==== DATA ====

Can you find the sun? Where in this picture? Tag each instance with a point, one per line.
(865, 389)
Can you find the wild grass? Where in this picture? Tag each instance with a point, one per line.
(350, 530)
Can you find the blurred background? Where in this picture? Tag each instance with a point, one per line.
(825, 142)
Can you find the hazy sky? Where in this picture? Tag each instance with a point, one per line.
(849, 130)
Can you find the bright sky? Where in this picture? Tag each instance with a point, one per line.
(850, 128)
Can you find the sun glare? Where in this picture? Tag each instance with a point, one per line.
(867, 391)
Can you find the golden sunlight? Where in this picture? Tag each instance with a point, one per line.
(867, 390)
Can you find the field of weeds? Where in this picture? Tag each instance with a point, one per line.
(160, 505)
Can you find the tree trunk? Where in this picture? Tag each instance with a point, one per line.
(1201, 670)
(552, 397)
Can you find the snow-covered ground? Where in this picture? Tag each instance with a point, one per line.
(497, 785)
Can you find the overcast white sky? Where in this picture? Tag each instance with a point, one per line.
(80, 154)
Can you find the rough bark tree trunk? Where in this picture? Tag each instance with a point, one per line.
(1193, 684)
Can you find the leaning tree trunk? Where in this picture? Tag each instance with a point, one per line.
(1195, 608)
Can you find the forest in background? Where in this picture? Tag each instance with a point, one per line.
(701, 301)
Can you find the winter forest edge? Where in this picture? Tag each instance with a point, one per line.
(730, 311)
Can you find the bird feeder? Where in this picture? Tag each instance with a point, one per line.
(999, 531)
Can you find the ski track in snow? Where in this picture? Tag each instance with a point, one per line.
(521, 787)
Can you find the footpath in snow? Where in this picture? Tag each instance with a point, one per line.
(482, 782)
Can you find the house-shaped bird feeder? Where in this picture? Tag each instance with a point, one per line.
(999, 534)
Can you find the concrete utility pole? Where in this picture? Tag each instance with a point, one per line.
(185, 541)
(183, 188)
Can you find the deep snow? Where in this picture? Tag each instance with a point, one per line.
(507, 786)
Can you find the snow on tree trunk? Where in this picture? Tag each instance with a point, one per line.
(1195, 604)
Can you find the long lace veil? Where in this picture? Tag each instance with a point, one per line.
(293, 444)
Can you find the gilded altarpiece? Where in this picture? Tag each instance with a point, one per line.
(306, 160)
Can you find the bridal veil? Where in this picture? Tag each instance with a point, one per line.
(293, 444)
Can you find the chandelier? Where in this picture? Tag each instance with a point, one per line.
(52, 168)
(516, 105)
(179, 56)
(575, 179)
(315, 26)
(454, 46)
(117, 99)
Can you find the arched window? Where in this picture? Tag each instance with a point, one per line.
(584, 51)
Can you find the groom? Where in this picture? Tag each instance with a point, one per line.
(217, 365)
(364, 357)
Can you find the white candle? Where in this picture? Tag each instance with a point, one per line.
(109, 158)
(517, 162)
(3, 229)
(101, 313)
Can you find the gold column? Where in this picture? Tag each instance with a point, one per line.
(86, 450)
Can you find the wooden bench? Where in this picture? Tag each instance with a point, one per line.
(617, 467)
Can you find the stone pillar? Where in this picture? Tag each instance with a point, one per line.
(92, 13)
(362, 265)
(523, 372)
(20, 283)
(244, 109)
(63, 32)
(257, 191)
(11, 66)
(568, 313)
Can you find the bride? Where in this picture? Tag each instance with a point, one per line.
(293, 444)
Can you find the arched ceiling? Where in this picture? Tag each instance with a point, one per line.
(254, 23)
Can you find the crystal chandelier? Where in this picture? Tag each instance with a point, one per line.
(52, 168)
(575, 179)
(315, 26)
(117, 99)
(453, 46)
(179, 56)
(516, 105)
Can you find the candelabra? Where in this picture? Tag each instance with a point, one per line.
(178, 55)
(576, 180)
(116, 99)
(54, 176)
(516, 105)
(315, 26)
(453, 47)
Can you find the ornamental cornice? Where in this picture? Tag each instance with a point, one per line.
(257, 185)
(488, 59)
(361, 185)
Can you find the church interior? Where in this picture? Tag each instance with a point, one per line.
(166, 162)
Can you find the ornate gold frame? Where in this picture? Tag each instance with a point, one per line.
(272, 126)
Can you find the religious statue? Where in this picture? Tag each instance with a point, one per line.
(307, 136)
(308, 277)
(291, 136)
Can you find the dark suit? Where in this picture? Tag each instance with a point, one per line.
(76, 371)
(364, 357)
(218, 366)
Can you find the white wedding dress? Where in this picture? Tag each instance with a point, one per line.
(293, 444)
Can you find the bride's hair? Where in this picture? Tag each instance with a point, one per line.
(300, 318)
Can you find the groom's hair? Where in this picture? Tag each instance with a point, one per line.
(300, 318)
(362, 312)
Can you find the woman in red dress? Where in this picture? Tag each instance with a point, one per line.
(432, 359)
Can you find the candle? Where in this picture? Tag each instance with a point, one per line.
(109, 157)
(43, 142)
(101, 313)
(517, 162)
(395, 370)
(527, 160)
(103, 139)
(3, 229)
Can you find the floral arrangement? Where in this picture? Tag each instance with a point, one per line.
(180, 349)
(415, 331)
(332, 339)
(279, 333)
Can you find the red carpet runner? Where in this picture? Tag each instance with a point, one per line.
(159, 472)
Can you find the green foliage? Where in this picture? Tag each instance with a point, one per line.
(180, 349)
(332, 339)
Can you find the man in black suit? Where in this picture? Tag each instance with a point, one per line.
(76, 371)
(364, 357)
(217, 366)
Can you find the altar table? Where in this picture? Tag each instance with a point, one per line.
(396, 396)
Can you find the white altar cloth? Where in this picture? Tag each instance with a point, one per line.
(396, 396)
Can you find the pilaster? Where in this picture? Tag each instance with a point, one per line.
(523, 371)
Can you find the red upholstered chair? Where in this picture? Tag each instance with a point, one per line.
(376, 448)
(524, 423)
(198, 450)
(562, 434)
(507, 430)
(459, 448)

====

• PROBLEM DETAILS
Set every entry down once more, exactly as written above.

• REPLY TO THE EXERCISE
Can you find the sun? Where in this picture? Tag each instance with a point, one per line.
(865, 389)
Can you find the wild grass? Where in this picture? Tag each instance with a point, one per line.
(350, 530)
Can you find the blurred background? Where in this picture? Tag each instance with a point, one per line.
(825, 142)
Can you find the hazy sky? Where in this picture? Tag each instance with a point, one per line.
(849, 130)
Can you find the bright sky? Where in this picture? Tag each instance with a point, one per line.
(850, 128)
Can you find the sun glare? Where in this picture? Tag each instance with a point, one per line.
(867, 391)
Can you find the golden sunlight? Where in this picture? Tag each instance with a point, one per line.
(867, 390)
Can you find the field of weeds? Where in this picture? Tag each instance with a point, one per line.
(160, 505)
Can you find the tree trunk? Where in this picture? Tag each instance with a point, one per line.
(1201, 670)
(552, 397)
Can you find the snow-covered ground? Where in this picture? Tag each instance with a point, one per line.
(497, 785)
Can you find the overcast white sky? Where in this picture? Tag each instance with a point, one per line.
(80, 154)
Can you find the rough bark tree trunk? Where in this picture? Tag each instance with a point, one per line.
(1193, 684)
Can you find the leaning tree trunk? Where in this picture? Tag each instance with a point, one per line.
(1195, 608)
Can you find the forest in background? Where in this picture? Tag each instance with a point, one per line.
(701, 301)
Can you find the winter forest edge? Where in this picture? Tag each instance with a point, one per line.
(730, 311)
Can you find the bird feeder? Where in this picture? Tag each instance with a point, one per line.
(999, 531)
Can you find the ski track in snow? Where in this picture? Tag each instance with a point, one per line.
(521, 787)
Can you find the footpath in snow? Where in this picture? Tag each instance with a point, one per line.
(482, 782)
Can you find the house-shaped bird feeder? Where in this picture? Tag each instance with a point, one per line.
(999, 534)
Can you find the concrete utility pole? Where in this picture? Tag each instance with a point, one per line.
(185, 541)
(183, 188)
Can you find the deep snow? Where in this picture? Tag each instance with a point, one per line.
(507, 786)
Can you find the snow on tree trunk? Where in this picture? Tag each instance with a point, one per line.
(1195, 604)
Can you find the long lace veil? Where in this picture? Tag each instance with a point, one per line.
(293, 444)
Can you find the gilded altarpiece? Where in this picture? Tag each instance with a point, one per line.
(306, 160)
Can you find the bridal veil? Where in this picture? Tag each instance with a point, one per line.
(293, 444)
Can you find the chandelier? Where in this picture? Tag each instance with a point, one per line.
(52, 168)
(516, 105)
(179, 56)
(575, 179)
(315, 26)
(454, 46)
(117, 99)
Can you find the arched window? Where in this picture? Tag each instance with a point, one per line.
(584, 51)
Can you find the groom? Where in this picture? Tag each instance with a point, one per line.
(217, 365)
(364, 357)
Can you find the white candle? Where in this picture? Tag each instance with a point, one per line.
(109, 158)
(517, 162)
(3, 229)
(101, 313)
Can you find the gold column? Where in this picture? Tag each instance with a point, one per line.
(86, 450)
Can you find the wooden bench? Where in this picture? Tag each instance with a point, one per line.
(617, 467)
Can you find the stone pillar? Where in this picture? Tag each instance with a point, one per line.
(92, 13)
(362, 265)
(523, 372)
(20, 283)
(244, 109)
(63, 32)
(257, 191)
(11, 66)
(568, 313)
Can you find the bride? Where in this picture? Tag each instance with a point, one per line.
(293, 444)
Can you find the arched ceiling? Where in this picture? Tag each instance with a point, one per line.
(254, 23)
Can you find the crystal chandelier? Where in this picture? Tag each instance with a point, one per line.
(52, 168)
(575, 179)
(315, 26)
(117, 99)
(453, 46)
(179, 56)
(516, 105)
Can you find the candelabra? Where in this picture? Tag each instance with a point, one per line.
(178, 55)
(576, 180)
(116, 99)
(54, 176)
(516, 105)
(315, 26)
(453, 47)
Can you find the ornamental cornice? Where in this picture? Tag each instance with a point, one per line.
(257, 185)
(488, 59)
(361, 185)
Can you find the church interior? Where in this picture? Tag each instance with a point, one per line.
(166, 162)
Can you find the ornate gold frame? Where in this picture? Tag each instance with a point, one per line.
(272, 126)
Can you find the religious statue? Where in this picture? Tag each instance with a point, one per line.
(307, 136)
(308, 277)
(291, 136)
Can you find the dark suit? Where in this picture? Tag each instance with a point, one per line.
(76, 371)
(364, 357)
(218, 366)
Can you find the white wedding dress? Where in this picture? Tag each instance with a point, one per line.
(293, 444)
Can you find the bride's hair? Where in this picture? Tag each instance with a point, one per line.
(300, 318)
Can you find the groom's hair? Where in this picture? Tag each instance with a point, one per line.
(300, 318)
(362, 312)
Can you find the woman in red dress? Where in this picture? Tag each instance with a point, one per line.
(432, 359)
Can you find the candle? Where in this picture? Tag each instance with a point, one per line.
(109, 157)
(43, 142)
(101, 313)
(517, 162)
(395, 370)
(527, 160)
(103, 139)
(3, 229)
Can you find the floral arrangement? Where in this picture? Tag each instance with a point, one per line.
(180, 349)
(415, 331)
(332, 339)
(279, 333)
Can you find the red carpet runner? Where in this picture? Tag each instance with a point, one per line.
(159, 472)
Can you find the green foliage? Where in this picture? Tag each instance with a point, one per line.
(180, 349)
(332, 339)
Can you find the man in black suit? Where in this picture? Tag each instance with a point, one per line.
(76, 371)
(364, 357)
(217, 366)
Can you find the altar table? Where in this picture? Tag each instance with a point, one per line.
(396, 396)
Can you find the white altar cloth? Where in this picture? Tag each instance with a point, one per line.
(396, 396)
Can you find the pilaster? Where in this picture? Tag each instance with a point, one per line.
(523, 371)
Can you find the red upholstered chair? Where in this picture? Tag each instance with a point, one per line.
(376, 448)
(524, 423)
(198, 450)
(562, 434)
(507, 430)
(459, 448)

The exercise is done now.